#### [Task to carry out]
A word-for-word restatement of the full listing is required.

-----

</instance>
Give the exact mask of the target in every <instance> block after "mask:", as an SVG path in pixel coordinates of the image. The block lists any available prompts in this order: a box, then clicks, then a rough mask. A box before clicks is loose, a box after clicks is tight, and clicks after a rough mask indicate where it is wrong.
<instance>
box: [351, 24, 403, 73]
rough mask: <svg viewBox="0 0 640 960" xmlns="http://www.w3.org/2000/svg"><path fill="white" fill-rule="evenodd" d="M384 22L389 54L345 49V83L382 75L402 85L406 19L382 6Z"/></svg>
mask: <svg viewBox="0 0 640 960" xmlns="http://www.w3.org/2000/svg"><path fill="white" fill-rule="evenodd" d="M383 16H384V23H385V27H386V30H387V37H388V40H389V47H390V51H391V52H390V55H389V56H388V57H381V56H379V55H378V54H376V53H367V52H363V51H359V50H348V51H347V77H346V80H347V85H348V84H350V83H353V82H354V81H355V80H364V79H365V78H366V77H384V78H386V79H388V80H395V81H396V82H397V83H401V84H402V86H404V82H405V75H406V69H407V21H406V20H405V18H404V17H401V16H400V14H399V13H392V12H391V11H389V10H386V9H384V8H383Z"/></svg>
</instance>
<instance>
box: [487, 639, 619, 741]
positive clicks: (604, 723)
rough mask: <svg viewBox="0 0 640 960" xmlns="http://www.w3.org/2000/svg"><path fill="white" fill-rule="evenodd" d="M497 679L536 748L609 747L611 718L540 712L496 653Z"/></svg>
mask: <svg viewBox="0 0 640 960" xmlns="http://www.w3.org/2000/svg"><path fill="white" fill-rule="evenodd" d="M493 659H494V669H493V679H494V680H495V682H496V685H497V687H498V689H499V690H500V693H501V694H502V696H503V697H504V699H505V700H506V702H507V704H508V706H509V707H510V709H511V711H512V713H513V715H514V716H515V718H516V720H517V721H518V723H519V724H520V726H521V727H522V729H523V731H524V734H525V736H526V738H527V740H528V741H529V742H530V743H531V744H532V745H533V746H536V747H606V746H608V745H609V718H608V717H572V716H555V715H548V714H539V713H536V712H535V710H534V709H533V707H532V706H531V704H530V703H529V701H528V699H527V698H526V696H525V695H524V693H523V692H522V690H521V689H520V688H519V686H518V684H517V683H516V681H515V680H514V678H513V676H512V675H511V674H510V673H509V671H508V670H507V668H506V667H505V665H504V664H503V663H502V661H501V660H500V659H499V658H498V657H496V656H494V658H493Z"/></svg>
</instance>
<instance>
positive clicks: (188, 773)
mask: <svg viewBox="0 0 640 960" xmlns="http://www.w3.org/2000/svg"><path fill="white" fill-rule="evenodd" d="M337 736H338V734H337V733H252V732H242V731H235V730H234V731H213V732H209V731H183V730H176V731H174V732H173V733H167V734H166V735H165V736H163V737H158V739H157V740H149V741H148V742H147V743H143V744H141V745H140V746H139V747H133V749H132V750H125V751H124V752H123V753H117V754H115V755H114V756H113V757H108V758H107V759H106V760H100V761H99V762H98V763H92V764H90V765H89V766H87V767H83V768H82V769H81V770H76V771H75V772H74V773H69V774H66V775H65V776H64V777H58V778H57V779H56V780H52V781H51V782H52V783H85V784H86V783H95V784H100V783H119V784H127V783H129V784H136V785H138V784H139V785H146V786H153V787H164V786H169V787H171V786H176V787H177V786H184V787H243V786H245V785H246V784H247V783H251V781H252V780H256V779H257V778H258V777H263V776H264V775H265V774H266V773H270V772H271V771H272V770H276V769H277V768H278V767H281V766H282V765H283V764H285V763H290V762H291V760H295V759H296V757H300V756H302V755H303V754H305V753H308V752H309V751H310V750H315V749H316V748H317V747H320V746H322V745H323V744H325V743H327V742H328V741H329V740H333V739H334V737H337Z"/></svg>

-----

#### [Written answer]
</instance>
Give the exact mask of the target in every <instance> block after "mask:", as an SVG path in pixel coordinates of the image. The block lists any available prompts in this order: a box, then clicks, then a rough mask. A box before clicks is loose, a box after clicks is tight, and clicks after a rough mask indicate where it is wrong.
<instance>
box: [351, 24, 403, 73]
rough mask: <svg viewBox="0 0 640 960" xmlns="http://www.w3.org/2000/svg"><path fill="white" fill-rule="evenodd" d="M384 22L389 54L345 49V83L382 75L402 85L406 19L382 6Z"/></svg>
mask: <svg viewBox="0 0 640 960" xmlns="http://www.w3.org/2000/svg"><path fill="white" fill-rule="evenodd" d="M383 16H384V23H385V27H386V30H387V37H388V40H389V47H390V51H391V52H390V55H389V56H388V57H381V56H379V55H378V54H376V53H367V52H363V51H359V50H348V51H347V77H346V80H347V85H348V84H350V83H353V82H354V81H355V80H364V79H365V78H366V77H384V78H386V79H388V80H395V81H396V82H397V83H401V84H402V86H404V82H405V75H406V69H407V21H406V20H405V18H404V17H401V16H400V14H399V13H392V12H391V11H389V10H386V9H384V8H383Z"/></svg>
</instance>
<instance>
box: [487, 639, 619, 741]
positive clicks: (604, 723)
rough mask: <svg viewBox="0 0 640 960" xmlns="http://www.w3.org/2000/svg"><path fill="white" fill-rule="evenodd" d="M497 679L536 748L609 747L611 718L540 712L496 653Z"/></svg>
mask: <svg viewBox="0 0 640 960" xmlns="http://www.w3.org/2000/svg"><path fill="white" fill-rule="evenodd" d="M493 659H494V669H493V679H494V680H495V682H496V685H497V687H498V689H499V690H500V693H501V694H502V696H503V697H504V699H505V700H506V702H507V704H508V706H509V707H510V709H511V711H512V713H513V715H514V716H515V718H516V720H517V721H518V723H519V724H520V726H521V727H522V729H523V731H524V734H525V736H526V738H527V740H528V741H529V742H530V743H531V744H532V745H533V746H536V747H606V746H608V745H609V718H608V717H572V716H555V715H548V714H539V713H536V712H535V710H534V709H533V707H532V706H531V704H530V703H529V701H528V699H527V698H526V696H525V695H524V693H523V692H522V690H521V689H520V688H519V686H518V684H517V683H516V681H515V680H514V678H513V676H512V675H511V674H510V673H509V671H508V670H507V668H506V667H505V665H504V664H503V663H502V661H501V660H500V659H499V658H498V657H496V656H494V658H493Z"/></svg>
</instance>
<instance>
positive clicks: (188, 773)
mask: <svg viewBox="0 0 640 960" xmlns="http://www.w3.org/2000/svg"><path fill="white" fill-rule="evenodd" d="M337 736H338V734H337V733H252V732H242V731H235V730H234V731H213V732H209V731H183V730H176V731H174V732H173V733H167V734H166V735H165V736H163V737H158V739H157V740H149V741H148V742H147V743H143V744H141V745H140V746H139V747H133V749H132V750H125V751H124V752H123V753H117V754H115V755H114V756H113V757H108V758H107V759H106V760H100V761H99V762H98V763H92V764H90V765H89V766H87V767H83V768H82V769H81V770H76V771H75V772H74V773H69V774H66V775H65V776H64V777H58V778H57V779H56V780H52V781H51V782H52V783H85V784H86V783H95V784H100V783H119V784H127V783H129V784H136V785H138V784H139V785H146V786H153V787H164V786H169V787H171V786H176V787H177V786H184V787H243V786H245V785H246V784H247V783H251V781H252V780H256V779H257V778H258V777H263V776H264V775H265V774H266V773H270V772H271V771H272V770H276V769H277V768H278V767H281V766H282V765H283V764H285V763H290V762H291V760H295V759H296V757H300V756H302V755H303V754H305V753H308V752H309V751H310V750H315V749H316V748H317V747H320V746H322V745H323V744H325V743H327V742H328V741H329V740H333V739H334V737H337Z"/></svg>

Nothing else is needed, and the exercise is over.